WHAT IS ASKED.
Produce an exact copy of all the records.

RECORDS FOR THIS EXERCISE.

====

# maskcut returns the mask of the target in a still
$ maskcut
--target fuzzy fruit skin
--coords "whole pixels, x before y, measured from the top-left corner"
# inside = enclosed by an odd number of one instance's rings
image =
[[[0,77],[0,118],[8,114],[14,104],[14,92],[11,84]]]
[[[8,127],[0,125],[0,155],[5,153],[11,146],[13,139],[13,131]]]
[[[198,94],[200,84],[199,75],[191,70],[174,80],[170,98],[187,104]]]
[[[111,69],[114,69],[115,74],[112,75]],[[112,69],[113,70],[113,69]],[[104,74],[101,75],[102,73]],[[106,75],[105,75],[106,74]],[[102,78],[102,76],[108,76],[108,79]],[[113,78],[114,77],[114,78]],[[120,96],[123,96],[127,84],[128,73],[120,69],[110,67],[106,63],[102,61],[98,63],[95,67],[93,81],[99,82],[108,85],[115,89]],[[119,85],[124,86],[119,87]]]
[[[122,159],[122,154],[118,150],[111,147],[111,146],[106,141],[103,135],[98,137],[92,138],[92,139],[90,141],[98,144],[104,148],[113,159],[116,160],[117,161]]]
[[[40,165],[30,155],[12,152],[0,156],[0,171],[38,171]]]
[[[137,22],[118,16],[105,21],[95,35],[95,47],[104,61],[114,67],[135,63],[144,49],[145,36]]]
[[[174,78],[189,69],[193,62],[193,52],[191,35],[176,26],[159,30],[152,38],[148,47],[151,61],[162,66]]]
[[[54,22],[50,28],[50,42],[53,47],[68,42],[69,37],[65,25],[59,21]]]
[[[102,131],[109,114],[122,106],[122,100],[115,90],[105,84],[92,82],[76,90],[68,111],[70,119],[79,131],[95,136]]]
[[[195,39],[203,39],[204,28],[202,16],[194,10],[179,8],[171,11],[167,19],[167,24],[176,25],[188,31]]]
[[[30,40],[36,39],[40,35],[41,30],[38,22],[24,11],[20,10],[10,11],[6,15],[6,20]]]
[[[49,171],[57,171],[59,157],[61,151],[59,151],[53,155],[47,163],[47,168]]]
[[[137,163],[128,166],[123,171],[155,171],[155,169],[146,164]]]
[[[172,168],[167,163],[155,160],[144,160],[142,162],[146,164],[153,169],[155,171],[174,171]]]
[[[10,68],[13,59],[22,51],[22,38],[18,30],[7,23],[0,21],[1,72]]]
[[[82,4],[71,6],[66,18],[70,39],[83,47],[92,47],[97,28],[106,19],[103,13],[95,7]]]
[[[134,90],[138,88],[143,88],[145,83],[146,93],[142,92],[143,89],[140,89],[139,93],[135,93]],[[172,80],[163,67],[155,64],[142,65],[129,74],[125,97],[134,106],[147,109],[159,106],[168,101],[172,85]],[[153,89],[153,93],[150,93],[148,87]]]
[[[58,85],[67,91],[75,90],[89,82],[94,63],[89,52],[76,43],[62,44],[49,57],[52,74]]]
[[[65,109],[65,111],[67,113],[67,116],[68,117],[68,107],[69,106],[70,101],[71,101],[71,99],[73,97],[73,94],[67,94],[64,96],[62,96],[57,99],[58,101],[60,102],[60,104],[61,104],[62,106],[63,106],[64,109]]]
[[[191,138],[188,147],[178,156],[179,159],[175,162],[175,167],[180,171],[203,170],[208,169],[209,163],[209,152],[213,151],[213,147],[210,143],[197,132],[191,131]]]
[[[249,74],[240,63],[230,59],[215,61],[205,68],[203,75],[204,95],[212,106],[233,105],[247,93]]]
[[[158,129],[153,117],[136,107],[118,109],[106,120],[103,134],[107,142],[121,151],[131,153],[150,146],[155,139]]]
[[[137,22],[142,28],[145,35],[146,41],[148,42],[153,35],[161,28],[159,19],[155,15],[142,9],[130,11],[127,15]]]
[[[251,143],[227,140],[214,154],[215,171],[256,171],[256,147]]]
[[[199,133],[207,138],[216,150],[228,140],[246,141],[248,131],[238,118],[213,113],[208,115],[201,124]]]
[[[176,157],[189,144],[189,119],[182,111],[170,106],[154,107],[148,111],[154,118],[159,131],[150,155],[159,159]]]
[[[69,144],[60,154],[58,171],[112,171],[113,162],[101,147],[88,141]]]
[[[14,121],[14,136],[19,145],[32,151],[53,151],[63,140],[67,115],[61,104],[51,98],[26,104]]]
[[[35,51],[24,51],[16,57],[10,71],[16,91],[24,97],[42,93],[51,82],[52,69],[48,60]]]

====

CORRECT RESPONSE.
# maskcut returns the mask of the target in a still
$ maskcut
--target fuzzy fruit skin
--coords "whole pixels, x before y, measured from the top-left corner"
# inside = enclosed by an odd number of one instance's rings
image =
[[[0,77],[0,118],[8,114],[14,104],[14,92],[11,84]]]
[[[8,127],[0,125],[0,155],[5,153],[11,146],[13,139],[13,131]]]
[[[198,94],[200,84],[199,75],[191,70],[174,80],[170,98],[187,104]]]
[[[111,69],[114,69],[115,74],[112,75]],[[112,69],[113,70],[113,69]],[[104,74],[101,75],[102,73]],[[106,75],[105,75],[106,74]],[[102,78],[102,76],[108,76],[108,79]],[[113,78],[114,77],[114,78]],[[120,96],[123,96],[127,84],[128,73],[120,69],[110,67],[106,63],[102,61],[98,63],[95,67],[93,81],[99,82],[108,85],[115,89]],[[119,85],[124,86],[119,87]]]
[[[122,159],[122,154],[118,150],[111,147],[111,146],[106,141],[103,135],[98,137],[92,138],[92,139],[90,141],[98,144],[104,148],[113,159],[116,160],[117,161]]]
[[[40,165],[30,155],[12,152],[0,156],[0,171],[38,171]]]
[[[137,22],[118,16],[105,21],[95,35],[95,47],[104,61],[114,67],[135,63],[144,49],[145,36]]]
[[[174,78],[189,69],[193,62],[193,52],[191,35],[176,26],[159,30],[152,38],[148,47],[151,61],[162,66]]]
[[[54,22],[50,28],[50,42],[53,47],[68,42],[69,37],[65,25],[59,21]]]
[[[102,131],[109,114],[122,106],[122,100],[115,90],[105,84],[92,82],[76,90],[68,111],[70,119],[79,131],[95,136]]]
[[[195,39],[203,39],[204,28],[202,16],[194,10],[179,8],[171,11],[167,19],[167,24],[176,25],[188,31]]]
[[[30,40],[36,39],[40,35],[41,30],[38,22],[24,11],[20,10],[10,11],[6,15],[6,20]]]
[[[49,171],[57,171],[59,157],[61,151],[59,151],[53,155],[47,163],[47,168]]]
[[[137,163],[128,166],[123,171],[155,171],[155,169],[146,164]]]
[[[172,168],[167,163],[155,160],[144,160],[142,162],[146,164],[153,169],[155,171],[174,171]]]
[[[10,68],[13,59],[22,51],[22,38],[18,30],[7,23],[0,21],[1,72]]]
[[[82,4],[71,6],[66,18],[70,39],[83,47],[92,47],[97,28],[106,19],[103,13],[95,7]]]
[[[134,90],[138,88],[143,88],[145,83],[146,93],[142,92],[143,89],[140,89],[139,93],[135,93]],[[172,80],[163,67],[155,64],[142,65],[129,74],[125,97],[134,106],[147,109],[159,106],[168,101],[172,85]],[[153,89],[153,93],[150,93],[148,87]]]
[[[58,85],[67,91],[75,90],[89,82],[94,63],[89,52],[76,43],[62,44],[49,57],[52,74]]]
[[[65,109],[65,111],[67,113],[67,116],[68,117],[68,107],[69,106],[70,101],[71,101],[71,99],[73,97],[73,94],[67,94],[64,96],[62,96],[57,99],[58,101],[60,102],[60,104],[61,104],[62,106],[63,106],[64,109]]]
[[[191,138],[188,147],[178,156],[179,159],[175,162],[175,167],[180,171],[203,170],[208,169],[209,163],[209,152],[213,151],[213,147],[210,143],[197,132],[191,131]]]
[[[249,74],[240,63],[230,59],[215,61],[205,68],[203,75],[204,95],[212,106],[233,105],[247,93]]]
[[[158,129],[153,117],[136,107],[118,109],[106,120],[103,134],[107,142],[121,151],[131,153],[150,146],[155,139]]]
[[[137,22],[142,28],[145,35],[146,41],[148,42],[153,35],[161,28],[159,19],[155,15],[142,9],[130,11],[127,15]]]
[[[251,143],[227,140],[214,154],[215,171],[256,171],[256,147]]]
[[[199,133],[207,138],[216,150],[228,140],[246,141],[248,131],[238,118],[213,113],[208,115],[201,124]]]
[[[176,157],[189,144],[189,119],[182,111],[170,106],[154,107],[148,111],[154,118],[159,131],[150,155],[159,159]]]
[[[69,144],[60,154],[58,171],[112,171],[113,162],[101,147],[88,141]]]
[[[14,121],[14,136],[19,145],[32,151],[53,151],[63,140],[67,115],[61,104],[51,98],[26,104]]]
[[[35,51],[24,51],[16,57],[10,71],[16,91],[24,97],[42,93],[51,82],[52,69],[48,60]]]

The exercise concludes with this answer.